(Treść polecenia): Zapisz wszystkie wiersze poniższego materiału jako listę numerowaną, pomijając puste wiersze.

········

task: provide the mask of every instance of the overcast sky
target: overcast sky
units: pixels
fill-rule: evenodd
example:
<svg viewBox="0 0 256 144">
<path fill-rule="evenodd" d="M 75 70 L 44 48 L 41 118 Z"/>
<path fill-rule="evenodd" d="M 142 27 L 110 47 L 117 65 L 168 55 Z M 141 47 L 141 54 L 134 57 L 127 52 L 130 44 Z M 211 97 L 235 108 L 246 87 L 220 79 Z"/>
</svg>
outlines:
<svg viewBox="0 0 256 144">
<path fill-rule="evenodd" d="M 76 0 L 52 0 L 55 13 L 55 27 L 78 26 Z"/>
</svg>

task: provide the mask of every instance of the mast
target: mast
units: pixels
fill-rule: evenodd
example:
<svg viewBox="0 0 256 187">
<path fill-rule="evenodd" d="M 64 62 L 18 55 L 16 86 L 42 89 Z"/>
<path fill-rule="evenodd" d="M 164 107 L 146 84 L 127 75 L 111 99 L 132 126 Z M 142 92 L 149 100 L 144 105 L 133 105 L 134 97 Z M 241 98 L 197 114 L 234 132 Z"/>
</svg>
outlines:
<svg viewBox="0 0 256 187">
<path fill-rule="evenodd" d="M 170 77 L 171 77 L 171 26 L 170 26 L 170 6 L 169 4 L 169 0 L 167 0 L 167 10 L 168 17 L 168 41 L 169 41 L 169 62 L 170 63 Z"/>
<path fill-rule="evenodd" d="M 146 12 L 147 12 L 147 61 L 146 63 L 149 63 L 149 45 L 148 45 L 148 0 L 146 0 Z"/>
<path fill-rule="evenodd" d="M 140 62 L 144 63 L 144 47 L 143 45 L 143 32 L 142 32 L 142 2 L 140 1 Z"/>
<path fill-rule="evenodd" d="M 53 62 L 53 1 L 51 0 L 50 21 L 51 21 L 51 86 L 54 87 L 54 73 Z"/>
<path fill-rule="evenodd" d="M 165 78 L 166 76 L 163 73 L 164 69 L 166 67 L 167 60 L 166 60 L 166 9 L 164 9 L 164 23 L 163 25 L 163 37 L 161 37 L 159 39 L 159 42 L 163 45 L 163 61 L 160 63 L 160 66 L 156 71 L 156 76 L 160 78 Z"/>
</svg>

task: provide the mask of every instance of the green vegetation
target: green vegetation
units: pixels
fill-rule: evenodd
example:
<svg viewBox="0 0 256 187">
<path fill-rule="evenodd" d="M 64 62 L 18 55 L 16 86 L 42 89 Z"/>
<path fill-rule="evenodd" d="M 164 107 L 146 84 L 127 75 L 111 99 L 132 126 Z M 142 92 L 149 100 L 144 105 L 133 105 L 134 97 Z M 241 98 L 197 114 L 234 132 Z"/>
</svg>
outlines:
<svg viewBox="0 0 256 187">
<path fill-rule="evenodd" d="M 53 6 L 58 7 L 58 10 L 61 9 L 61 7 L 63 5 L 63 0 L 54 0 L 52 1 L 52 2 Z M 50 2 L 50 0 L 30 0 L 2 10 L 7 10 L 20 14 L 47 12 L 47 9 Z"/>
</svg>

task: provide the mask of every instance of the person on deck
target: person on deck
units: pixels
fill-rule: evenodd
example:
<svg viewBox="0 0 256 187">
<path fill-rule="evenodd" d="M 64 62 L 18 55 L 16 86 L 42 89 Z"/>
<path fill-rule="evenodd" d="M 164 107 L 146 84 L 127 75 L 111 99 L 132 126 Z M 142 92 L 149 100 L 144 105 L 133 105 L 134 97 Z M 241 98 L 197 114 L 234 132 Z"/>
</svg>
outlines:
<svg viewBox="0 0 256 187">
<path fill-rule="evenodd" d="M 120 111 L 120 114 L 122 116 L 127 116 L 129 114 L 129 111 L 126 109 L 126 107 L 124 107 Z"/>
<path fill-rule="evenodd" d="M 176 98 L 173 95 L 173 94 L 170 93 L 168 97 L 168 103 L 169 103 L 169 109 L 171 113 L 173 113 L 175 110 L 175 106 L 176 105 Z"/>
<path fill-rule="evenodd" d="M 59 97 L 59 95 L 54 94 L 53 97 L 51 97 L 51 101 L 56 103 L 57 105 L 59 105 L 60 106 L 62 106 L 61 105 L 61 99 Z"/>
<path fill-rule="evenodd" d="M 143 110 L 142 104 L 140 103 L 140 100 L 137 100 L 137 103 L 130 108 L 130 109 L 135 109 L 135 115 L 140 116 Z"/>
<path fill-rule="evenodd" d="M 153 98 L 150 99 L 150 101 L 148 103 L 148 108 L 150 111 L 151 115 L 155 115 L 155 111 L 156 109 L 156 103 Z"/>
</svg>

········

(Odpowiedź):
1. task: provide the mask of every instance of the overcast sky
2. target: overcast sky
3. units: pixels
4. fill-rule: evenodd
5. example:
6. <svg viewBox="0 0 256 144">
7. <path fill-rule="evenodd" d="M 75 70 L 44 48 L 41 118 Z"/>
8. <path fill-rule="evenodd" d="M 142 27 L 110 47 L 117 65 L 168 55 Z M 141 47 L 141 54 L 134 57 L 127 52 L 130 44 Z M 211 97 L 235 108 L 246 87 L 220 79 Z"/>
9. </svg>
10. outlines:
11. <svg viewBox="0 0 256 144">
12. <path fill-rule="evenodd" d="M 76 0 L 52 0 L 55 13 L 55 27 L 78 26 Z"/>
13. </svg>
14. task: provide the mask of every instance of the mast
15. target: mast
16. units: pixels
17. fill-rule: evenodd
18. example:
19. <svg viewBox="0 0 256 187">
20. <path fill-rule="evenodd" d="M 64 62 L 18 55 L 16 86 L 42 89 Z"/>
21. <path fill-rule="evenodd" d="M 164 107 L 146 84 L 127 75 L 111 99 L 132 126 Z M 142 92 L 149 100 L 144 105 L 133 105 L 134 97 Z M 241 98 L 197 114 L 234 132 Z"/>
22. </svg>
23. outlines:
24. <svg viewBox="0 0 256 187">
25. <path fill-rule="evenodd" d="M 170 77 L 171 77 L 171 26 L 170 26 L 170 6 L 169 4 L 169 0 L 167 0 L 167 10 L 168 17 L 168 41 L 169 41 L 169 62 L 170 63 Z"/>
26. <path fill-rule="evenodd" d="M 146 12 L 147 12 L 147 61 L 146 63 L 149 63 L 149 45 L 148 45 L 148 0 L 146 0 Z"/>
27. <path fill-rule="evenodd" d="M 140 62 L 144 63 L 144 47 L 143 45 L 143 32 L 142 32 L 142 2 L 140 1 Z"/>
28. <path fill-rule="evenodd" d="M 53 62 L 53 1 L 51 0 L 50 21 L 51 21 L 51 86 L 54 87 L 54 73 Z"/>
29. <path fill-rule="evenodd" d="M 165 78 L 166 76 L 163 73 L 164 69 L 166 67 L 167 60 L 166 60 L 166 9 L 164 9 L 164 23 L 163 25 L 163 37 L 161 37 L 159 39 L 159 42 L 163 45 L 163 61 L 160 63 L 160 66 L 156 71 L 156 76 L 160 78 Z"/>
30. </svg>
31. task: provide the mask of every instance of the green vegetation
32. target: green vegetation
33. units: pixels
34. fill-rule: evenodd
35. example:
36. <svg viewBox="0 0 256 187">
37. <path fill-rule="evenodd" d="M 64 62 L 18 55 L 16 86 L 42 89 Z"/>
38. <path fill-rule="evenodd" d="M 164 107 L 146 84 L 127 75 L 111 99 L 132 126 Z M 142 92 L 149 100 L 144 105 L 133 105 L 134 97 Z M 241 98 L 197 114 L 234 132 Z"/>
39. </svg>
40. outlines:
41. <svg viewBox="0 0 256 187">
42. <path fill-rule="evenodd" d="M 53 6 L 58 7 L 58 10 L 61 9 L 61 7 L 63 5 L 63 0 L 54 0 L 52 1 L 52 2 Z M 50 2 L 50 0 L 30 0 L 2 10 L 7 10 L 20 14 L 47 12 L 47 9 Z"/>
43. </svg>
44. task: provide the mask of every instance of the person on deck
45. target: person on deck
46. units: pixels
47. fill-rule: evenodd
48. example:
49. <svg viewBox="0 0 256 187">
50. <path fill-rule="evenodd" d="M 64 62 L 18 55 L 16 86 L 42 89 Z"/>
51. <path fill-rule="evenodd" d="M 164 107 L 146 84 L 127 75 L 111 99 L 132 126 Z M 142 92 L 149 100 L 144 105 L 133 105 L 134 97 Z M 241 98 L 197 114 L 234 132 Z"/>
52. </svg>
53. outlines:
54. <svg viewBox="0 0 256 187">
55. <path fill-rule="evenodd" d="M 120 111 L 120 114 L 122 116 L 127 116 L 129 114 L 129 111 L 126 109 L 126 107 L 124 107 Z"/>
56. <path fill-rule="evenodd" d="M 176 98 L 173 95 L 173 94 L 170 93 L 168 97 L 168 103 L 169 103 L 169 109 L 171 113 L 173 113 L 175 110 L 175 106 L 176 105 Z"/>
57. <path fill-rule="evenodd" d="M 59 97 L 59 95 L 54 94 L 53 97 L 51 97 L 51 101 L 56 103 L 57 105 L 59 105 L 60 106 L 62 106 L 61 105 L 61 99 Z"/>
58. <path fill-rule="evenodd" d="M 143 110 L 142 104 L 140 103 L 140 100 L 137 100 L 137 103 L 130 108 L 130 109 L 135 109 L 135 115 L 140 116 Z"/>
59. <path fill-rule="evenodd" d="M 153 98 L 150 99 L 150 101 L 148 103 L 148 108 L 150 111 L 151 115 L 155 115 L 155 111 L 156 109 L 156 103 Z"/>
60. </svg>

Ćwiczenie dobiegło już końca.